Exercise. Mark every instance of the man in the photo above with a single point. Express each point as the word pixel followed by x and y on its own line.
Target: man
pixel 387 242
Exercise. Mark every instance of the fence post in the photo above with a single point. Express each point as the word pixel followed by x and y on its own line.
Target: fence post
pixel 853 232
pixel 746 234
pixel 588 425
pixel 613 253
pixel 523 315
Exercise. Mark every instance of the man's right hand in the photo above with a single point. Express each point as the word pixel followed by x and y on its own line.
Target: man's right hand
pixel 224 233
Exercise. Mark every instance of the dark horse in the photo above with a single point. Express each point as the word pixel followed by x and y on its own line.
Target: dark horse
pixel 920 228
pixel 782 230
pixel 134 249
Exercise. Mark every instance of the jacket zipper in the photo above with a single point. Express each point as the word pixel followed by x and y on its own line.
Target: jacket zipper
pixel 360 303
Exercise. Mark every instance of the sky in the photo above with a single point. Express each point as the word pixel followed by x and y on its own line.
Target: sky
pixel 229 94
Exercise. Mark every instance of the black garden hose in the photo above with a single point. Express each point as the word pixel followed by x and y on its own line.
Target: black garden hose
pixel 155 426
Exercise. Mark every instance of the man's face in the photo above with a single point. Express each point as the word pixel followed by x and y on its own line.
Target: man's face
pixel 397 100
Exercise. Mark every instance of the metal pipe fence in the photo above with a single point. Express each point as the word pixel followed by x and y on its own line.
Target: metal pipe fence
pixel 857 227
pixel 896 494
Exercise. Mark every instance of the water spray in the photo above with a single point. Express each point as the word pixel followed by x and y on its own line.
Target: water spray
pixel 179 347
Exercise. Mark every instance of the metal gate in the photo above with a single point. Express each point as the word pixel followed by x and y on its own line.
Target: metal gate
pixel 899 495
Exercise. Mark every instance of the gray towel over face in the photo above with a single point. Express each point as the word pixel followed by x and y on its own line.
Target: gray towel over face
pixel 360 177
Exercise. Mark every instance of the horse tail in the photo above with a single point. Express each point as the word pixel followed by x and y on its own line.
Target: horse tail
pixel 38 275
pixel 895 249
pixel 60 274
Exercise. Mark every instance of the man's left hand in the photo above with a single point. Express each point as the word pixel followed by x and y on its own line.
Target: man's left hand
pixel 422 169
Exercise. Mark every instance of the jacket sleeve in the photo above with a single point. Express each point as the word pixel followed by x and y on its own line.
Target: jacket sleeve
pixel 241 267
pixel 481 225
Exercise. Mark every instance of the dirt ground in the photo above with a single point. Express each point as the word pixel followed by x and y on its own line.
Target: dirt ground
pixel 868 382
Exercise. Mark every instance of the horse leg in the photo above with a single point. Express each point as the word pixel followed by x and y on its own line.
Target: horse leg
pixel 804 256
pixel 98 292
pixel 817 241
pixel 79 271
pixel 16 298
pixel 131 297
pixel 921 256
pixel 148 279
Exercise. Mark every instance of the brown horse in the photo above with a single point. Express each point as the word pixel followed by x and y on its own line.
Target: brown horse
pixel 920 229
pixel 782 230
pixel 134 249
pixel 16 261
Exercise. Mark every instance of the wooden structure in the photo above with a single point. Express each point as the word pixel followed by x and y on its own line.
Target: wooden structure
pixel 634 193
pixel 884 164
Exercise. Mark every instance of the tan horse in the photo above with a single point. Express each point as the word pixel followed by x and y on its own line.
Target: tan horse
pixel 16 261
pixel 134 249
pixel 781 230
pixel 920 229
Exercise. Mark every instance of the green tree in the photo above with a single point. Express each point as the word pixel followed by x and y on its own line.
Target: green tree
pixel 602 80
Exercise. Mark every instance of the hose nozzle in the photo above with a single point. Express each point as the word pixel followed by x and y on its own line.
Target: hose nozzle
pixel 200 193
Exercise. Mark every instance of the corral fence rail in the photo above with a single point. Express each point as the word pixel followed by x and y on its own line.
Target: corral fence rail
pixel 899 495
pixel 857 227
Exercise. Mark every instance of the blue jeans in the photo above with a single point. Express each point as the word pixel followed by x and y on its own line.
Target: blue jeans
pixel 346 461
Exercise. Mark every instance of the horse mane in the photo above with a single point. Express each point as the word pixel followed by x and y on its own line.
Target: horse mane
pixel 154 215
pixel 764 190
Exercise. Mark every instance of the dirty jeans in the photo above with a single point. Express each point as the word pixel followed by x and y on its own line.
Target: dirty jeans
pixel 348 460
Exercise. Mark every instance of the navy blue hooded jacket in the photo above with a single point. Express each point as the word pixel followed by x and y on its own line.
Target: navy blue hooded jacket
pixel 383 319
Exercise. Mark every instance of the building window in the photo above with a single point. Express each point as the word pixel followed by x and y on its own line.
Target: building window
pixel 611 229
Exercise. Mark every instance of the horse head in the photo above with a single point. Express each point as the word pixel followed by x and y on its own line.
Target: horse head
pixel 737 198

◆ Assignment: An exact copy of every entry above is required.

◆ Answer box:
Exercise. Mark every instance of the man in the photo above with a single point. Express each point as the word pixel followed by x and y on its own line.
Target: man
pixel 387 242
Exercise. Mark every instance of the fence post in the photo above with a single point. Express each point as the word pixel followed by x and y on its own line.
Target: fence post
pixel 853 232
pixel 746 234
pixel 588 425
pixel 613 253
pixel 523 315
Exercise. Mark every instance of the man's right hand in the photo above with a single point. Express each point as the word pixel followed by x and y on its own line.
Target: man's right hand
pixel 224 233
Exercise. Mark every instance of the dark horse in the photo above with a single point. Express each point as the word pixel followed by x and y on its own line.
Target: dark horse
pixel 920 228
pixel 782 230
pixel 134 249
Exercise. Mark every instance of the jacket zipper in the photo above with a single point. Express each point as the word pixel followed by x and y on its own line.
Target: jacket zipper
pixel 360 303
Exercise. Mark every instance of the sky in the photo above with a single point. Express each point as the word pixel followed by x and y on its own line.
Target: sky
pixel 229 94
Exercise. Mark every instance of the black garden hose in the photo above with a single point. Express each point as the word pixel followed by x and y on its own line.
Target: black garden hose
pixel 155 426
Exercise. Mark every instance of the man's face in the photo above with a single point. Express each point as the word pixel followed by x and y on its own line.
Target: man's face
pixel 397 100
Exercise. Mark every instance of the metal pipe fence in the photo above with a single point. Express each point as the word pixel followed by x and y on its own line.
Target: metal pipe fence
pixel 857 227
pixel 896 494
Exercise. Mark every instance of the water spray in the photo above with a single point. Express each point as the word pixel followed by x and y on its own line.
Target: water spray
pixel 179 347
Exercise. Mark every instance of the metal gate in the photo above with a single point. Express each point as the word pixel followed by x and y on its own line.
Target: metal gate
pixel 899 495
Exercise. Mark every instance of the gray towel over face in the photo above with a single point. Express each point as the word pixel followed by x and y on its own line.
Target: gray towel over face
pixel 360 177
Exercise. Mark every instance of the horse tail in the photo above with a single point. Express each point as the word pixel followed by x and y on its own line.
Target: horse tail
pixel 38 275
pixel 895 249
pixel 60 274
Exercise. Mark every instance of the man's left hand in the photo above with a single point. Express each point as the word pixel followed by x and y on its own line.
Target: man's left hand
pixel 422 169
Exercise. Mark every instance of the jacket sleeve in the photo above with a single point. Express each point as the word pixel followed by x and y on its own line.
Target: jacket sleeve
pixel 241 267
pixel 481 225
Exercise. Mark every instance of the dirt ground in the photo above with a single point. Express each point as the word pixel followed by x and y on its own line.
Target: dirt ground
pixel 868 382
Exercise. Mark every instance of the horse leg in the photo above with a single point. Express each point as the word pixel followed by x and y on its own line.
Target: horse leg
pixel 804 256
pixel 98 292
pixel 817 241
pixel 79 271
pixel 16 298
pixel 131 297
pixel 921 256
pixel 148 279
Exercise. Mark every instance of the brown horse in the photo above with a single point. Express each point as the word pixel followed by x and y on its own line.
Target: brown horse
pixel 920 229
pixel 782 230
pixel 134 249
pixel 16 261
Exercise. Mark every instance of the wooden structure in the photo above with a single point. Express each point as the word pixel followed by x and y on its own line.
Target: wooden structure
pixel 634 193
pixel 884 164
Exercise. Mark every instance of the tan horse in the photo above with a single point. Express each point as the word pixel followed by x and y on its own line.
Target: tan horse
pixel 16 261
pixel 134 249
pixel 781 230
pixel 920 229
Exercise. Mark every instance of the green tree in the photo above with a single point. Express each point as the word pixel followed by x and y on its own line.
Target: green tree
pixel 602 80
Exercise. Mark every instance of the hose nozzle in the photo above with a single point. Express each point as the word pixel followed by x and y on its own line.
Target: hose nozzle
pixel 200 193
Exercise. Mark every instance of the corral fence rail in the photo above with a single point. Express each point as the word pixel followed by x and y on its own line.
Target: corral fence rail
pixel 899 495
pixel 857 227
Exercise. Mark every instance of the blue jeans in the photo above with a single point. Express each point as the word pixel followed by x and y on its own line.
Target: blue jeans
pixel 346 461
Exercise. Mark every instance of the horse mane in the photo above with a single point. Express each point as the word pixel followed by x and y on its own line.
Target: horse mane
pixel 154 215
pixel 764 190
Exercise. Mark every instance of the dirty jeans in the photo above with a single point. Express each point as the word pixel followed by x and y on its own line.
Target: dirty jeans
pixel 348 460
Exercise. Mark every instance of the navy blue hooded jacket in the photo above with a single point. Express each point as the word pixel followed by x and y on its own line.
Target: navy blue hooded jacket
pixel 383 319
Exercise. Mark every instance of the building window in the photo above with a single point. Express each point as the word pixel followed by x and y on its own line.
Target: building window
pixel 611 229
Exercise. Mark every instance of the horse head in the photo above with a single point. Express each point as the word pixel followed by x and y on its own line.
Target: horse head
pixel 737 198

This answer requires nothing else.